▶ Task goal
Pictures excluded, reproduce exactly the lines below from the one with "large arched window -> outline each instance" through the one with "street lamp head -> outline each instance", both included.
━━━━━ Records supplied ━━━━━
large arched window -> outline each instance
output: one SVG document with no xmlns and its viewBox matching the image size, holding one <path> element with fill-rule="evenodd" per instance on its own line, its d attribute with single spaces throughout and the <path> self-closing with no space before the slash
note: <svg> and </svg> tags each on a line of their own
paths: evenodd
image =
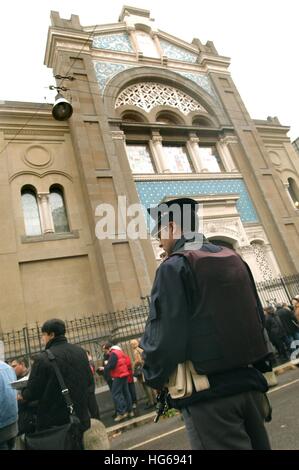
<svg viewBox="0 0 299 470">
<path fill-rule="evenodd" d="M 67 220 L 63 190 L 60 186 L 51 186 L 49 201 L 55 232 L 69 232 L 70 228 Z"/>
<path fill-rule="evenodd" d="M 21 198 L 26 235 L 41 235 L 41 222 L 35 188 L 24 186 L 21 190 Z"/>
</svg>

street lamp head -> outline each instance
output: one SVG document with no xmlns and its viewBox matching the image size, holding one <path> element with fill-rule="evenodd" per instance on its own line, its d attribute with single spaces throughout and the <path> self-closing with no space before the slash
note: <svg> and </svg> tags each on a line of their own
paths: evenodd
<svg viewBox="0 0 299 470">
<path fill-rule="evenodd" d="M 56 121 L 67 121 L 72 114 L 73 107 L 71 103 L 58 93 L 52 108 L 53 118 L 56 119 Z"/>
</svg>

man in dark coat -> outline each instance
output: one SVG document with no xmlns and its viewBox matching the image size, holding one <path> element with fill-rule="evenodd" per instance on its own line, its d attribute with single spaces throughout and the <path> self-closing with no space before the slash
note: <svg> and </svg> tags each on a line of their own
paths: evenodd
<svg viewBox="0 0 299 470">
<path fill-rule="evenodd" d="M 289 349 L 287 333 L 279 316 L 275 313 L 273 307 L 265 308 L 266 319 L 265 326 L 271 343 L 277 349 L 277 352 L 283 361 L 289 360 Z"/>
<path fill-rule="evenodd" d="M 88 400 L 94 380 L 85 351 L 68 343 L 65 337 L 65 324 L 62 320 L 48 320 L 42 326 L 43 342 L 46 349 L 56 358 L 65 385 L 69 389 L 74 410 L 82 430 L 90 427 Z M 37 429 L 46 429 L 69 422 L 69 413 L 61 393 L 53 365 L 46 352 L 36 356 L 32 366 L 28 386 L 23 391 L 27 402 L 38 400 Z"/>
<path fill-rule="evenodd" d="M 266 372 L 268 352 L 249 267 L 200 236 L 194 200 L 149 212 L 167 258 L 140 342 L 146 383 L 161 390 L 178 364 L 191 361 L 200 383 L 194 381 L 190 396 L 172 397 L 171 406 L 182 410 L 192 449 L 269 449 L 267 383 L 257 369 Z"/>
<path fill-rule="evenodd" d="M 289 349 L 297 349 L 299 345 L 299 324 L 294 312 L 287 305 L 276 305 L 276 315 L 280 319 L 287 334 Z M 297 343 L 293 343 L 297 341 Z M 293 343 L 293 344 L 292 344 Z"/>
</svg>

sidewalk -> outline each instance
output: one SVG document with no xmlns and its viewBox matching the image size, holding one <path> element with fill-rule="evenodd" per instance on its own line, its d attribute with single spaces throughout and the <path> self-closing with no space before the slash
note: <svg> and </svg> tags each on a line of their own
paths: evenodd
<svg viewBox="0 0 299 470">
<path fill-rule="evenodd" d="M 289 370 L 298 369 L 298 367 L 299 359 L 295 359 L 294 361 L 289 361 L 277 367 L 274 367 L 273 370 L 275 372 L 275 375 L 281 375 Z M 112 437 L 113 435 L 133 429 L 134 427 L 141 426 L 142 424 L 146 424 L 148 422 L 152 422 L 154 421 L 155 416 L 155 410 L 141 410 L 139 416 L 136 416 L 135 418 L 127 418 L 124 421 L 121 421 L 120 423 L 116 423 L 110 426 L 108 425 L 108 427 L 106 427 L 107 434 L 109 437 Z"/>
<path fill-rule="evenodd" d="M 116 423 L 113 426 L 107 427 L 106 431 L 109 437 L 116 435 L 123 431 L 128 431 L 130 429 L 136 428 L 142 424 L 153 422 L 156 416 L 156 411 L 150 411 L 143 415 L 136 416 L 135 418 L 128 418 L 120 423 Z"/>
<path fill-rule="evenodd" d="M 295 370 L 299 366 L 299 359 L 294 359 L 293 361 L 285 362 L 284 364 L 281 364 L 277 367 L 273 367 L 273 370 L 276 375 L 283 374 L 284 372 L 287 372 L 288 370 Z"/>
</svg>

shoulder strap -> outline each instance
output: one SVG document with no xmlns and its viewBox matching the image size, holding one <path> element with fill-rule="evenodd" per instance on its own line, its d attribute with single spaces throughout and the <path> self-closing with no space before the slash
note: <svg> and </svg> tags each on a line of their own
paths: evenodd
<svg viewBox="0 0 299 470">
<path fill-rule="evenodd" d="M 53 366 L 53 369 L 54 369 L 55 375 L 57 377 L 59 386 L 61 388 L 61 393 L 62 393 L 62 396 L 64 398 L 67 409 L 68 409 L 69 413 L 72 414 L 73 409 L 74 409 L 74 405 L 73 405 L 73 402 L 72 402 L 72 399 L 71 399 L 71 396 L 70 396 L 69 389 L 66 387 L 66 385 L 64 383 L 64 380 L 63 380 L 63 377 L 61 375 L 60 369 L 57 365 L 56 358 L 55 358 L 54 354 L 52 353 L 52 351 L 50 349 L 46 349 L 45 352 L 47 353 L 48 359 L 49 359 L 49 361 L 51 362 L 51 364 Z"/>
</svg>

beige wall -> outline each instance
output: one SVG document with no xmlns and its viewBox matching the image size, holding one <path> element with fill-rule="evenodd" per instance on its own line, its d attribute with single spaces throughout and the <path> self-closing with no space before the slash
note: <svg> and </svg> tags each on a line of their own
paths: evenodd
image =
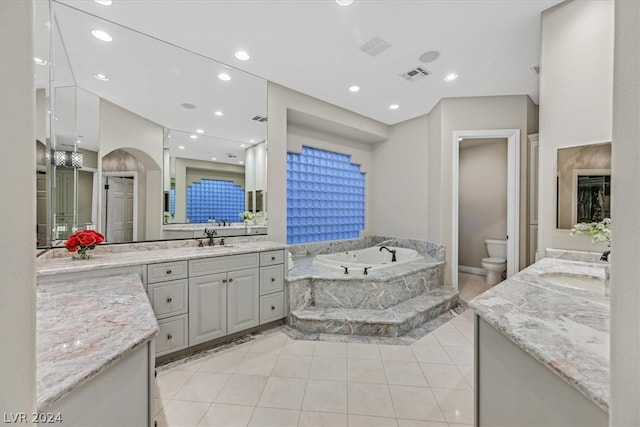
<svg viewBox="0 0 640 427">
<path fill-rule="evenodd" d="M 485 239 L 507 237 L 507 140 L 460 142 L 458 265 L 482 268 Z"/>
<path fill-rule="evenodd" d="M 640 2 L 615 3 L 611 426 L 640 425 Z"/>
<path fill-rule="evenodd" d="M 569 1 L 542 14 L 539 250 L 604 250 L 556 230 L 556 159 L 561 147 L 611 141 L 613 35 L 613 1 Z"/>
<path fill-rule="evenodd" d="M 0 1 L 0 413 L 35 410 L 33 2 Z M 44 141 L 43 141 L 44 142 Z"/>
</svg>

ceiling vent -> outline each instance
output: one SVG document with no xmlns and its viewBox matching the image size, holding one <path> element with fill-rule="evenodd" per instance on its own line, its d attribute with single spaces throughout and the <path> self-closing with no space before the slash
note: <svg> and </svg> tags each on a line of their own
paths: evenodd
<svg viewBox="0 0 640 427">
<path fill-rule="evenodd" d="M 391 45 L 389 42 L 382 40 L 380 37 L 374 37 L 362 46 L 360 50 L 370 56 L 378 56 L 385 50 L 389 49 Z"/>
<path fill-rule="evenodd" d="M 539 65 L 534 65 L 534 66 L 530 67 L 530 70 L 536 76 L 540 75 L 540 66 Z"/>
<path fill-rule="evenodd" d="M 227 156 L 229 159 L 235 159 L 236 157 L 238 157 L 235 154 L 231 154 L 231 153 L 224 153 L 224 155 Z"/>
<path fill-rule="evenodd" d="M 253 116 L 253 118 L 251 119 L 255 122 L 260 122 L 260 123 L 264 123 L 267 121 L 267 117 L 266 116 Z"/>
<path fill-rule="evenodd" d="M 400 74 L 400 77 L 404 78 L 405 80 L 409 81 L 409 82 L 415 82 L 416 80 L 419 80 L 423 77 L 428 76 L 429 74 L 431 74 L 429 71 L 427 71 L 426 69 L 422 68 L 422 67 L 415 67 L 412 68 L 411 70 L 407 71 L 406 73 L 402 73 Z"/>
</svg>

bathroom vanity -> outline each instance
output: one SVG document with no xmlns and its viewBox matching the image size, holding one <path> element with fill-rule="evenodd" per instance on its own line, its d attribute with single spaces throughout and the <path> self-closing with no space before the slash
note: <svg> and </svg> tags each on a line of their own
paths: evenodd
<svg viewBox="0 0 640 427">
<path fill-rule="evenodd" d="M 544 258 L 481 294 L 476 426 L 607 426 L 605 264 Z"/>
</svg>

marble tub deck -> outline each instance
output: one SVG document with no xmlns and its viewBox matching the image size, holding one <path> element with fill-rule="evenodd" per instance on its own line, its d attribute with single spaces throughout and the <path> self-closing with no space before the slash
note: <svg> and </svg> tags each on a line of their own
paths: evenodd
━━━━━
━━━━━ Records supplied ━━━━━
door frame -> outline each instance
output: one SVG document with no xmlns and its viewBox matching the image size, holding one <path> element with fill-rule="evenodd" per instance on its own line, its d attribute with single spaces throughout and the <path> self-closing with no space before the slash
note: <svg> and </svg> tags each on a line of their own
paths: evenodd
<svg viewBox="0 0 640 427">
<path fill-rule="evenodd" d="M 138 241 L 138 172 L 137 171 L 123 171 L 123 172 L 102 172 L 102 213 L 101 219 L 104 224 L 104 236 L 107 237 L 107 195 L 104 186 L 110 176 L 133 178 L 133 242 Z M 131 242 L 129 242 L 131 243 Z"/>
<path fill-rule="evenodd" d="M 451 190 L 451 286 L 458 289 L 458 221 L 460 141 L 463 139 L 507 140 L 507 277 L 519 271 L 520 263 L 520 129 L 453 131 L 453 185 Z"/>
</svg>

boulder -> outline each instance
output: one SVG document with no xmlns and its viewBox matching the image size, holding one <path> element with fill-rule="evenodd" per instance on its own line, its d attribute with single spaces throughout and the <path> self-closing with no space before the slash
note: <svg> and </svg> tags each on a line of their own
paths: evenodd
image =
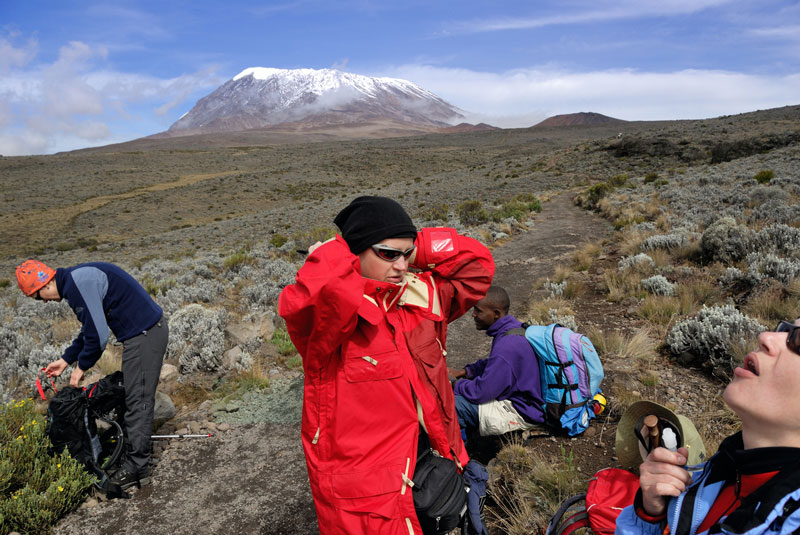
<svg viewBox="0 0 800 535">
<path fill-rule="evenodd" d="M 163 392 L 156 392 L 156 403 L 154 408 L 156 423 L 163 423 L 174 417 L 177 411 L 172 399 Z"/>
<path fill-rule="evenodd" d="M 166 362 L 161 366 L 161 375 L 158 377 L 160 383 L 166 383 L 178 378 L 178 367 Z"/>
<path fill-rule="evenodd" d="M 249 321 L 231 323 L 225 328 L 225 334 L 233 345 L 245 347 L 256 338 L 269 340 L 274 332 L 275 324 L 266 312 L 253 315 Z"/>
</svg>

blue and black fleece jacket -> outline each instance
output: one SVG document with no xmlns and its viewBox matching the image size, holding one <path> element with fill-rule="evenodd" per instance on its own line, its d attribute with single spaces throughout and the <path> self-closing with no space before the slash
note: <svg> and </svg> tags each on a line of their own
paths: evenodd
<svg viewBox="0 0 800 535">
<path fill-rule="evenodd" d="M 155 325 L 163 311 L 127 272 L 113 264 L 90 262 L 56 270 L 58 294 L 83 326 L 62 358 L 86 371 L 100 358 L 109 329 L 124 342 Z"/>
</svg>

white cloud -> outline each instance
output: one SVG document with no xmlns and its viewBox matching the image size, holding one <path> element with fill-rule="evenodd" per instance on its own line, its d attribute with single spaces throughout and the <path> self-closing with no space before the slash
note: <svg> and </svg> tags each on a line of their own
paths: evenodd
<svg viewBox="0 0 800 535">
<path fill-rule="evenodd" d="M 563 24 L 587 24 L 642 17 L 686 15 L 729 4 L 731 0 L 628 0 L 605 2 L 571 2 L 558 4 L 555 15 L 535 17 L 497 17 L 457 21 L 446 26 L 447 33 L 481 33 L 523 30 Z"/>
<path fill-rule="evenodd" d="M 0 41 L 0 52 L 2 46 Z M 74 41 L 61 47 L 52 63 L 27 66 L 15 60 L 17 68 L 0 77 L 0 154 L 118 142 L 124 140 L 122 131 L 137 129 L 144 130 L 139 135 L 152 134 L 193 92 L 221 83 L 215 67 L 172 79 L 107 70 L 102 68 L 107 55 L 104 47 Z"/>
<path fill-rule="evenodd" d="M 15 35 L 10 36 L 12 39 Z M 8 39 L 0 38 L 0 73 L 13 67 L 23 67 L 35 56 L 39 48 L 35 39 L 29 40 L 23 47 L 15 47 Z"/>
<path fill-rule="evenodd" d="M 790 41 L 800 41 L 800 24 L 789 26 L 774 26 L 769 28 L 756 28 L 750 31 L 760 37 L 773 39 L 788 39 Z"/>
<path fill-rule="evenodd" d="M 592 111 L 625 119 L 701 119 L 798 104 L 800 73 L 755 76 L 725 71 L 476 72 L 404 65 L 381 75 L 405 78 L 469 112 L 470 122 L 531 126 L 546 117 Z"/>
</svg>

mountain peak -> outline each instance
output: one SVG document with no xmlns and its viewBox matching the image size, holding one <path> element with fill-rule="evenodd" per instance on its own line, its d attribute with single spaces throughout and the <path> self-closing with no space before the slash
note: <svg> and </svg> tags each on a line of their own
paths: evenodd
━━━━━
▶ Problem solution
large arched window -> outline each instance
output: one SVG document with no xmlns and its viewBox matching the image size, holding one <path> element with fill-rule="evenodd" per instance on its own line, its d attribute with single spaces throughout and the <path> self-closing with no space before the slash
note: <svg> and </svg> tags each on a line of their own
paths: evenodd
image =
<svg viewBox="0 0 299 470">
<path fill-rule="evenodd" d="M 67 220 L 63 190 L 60 186 L 51 186 L 49 201 L 55 232 L 69 232 L 70 228 Z"/>
<path fill-rule="evenodd" d="M 21 198 L 26 235 L 41 235 L 41 222 L 35 188 L 24 186 L 21 190 Z"/>
</svg>

street lamp head -> outline each instance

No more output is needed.